- **Requirement**:
Top to bottom, every record is to be copied word for word.

- **Material provided**:
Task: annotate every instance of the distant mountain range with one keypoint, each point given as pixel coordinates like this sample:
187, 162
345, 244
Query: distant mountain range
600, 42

- **Task answer**:
Task: annotate every instance of the distant mountain range with one keypoint, each point given as pixel coordinates like this sample:
187, 162
345, 244
Query: distant mountain range
600, 42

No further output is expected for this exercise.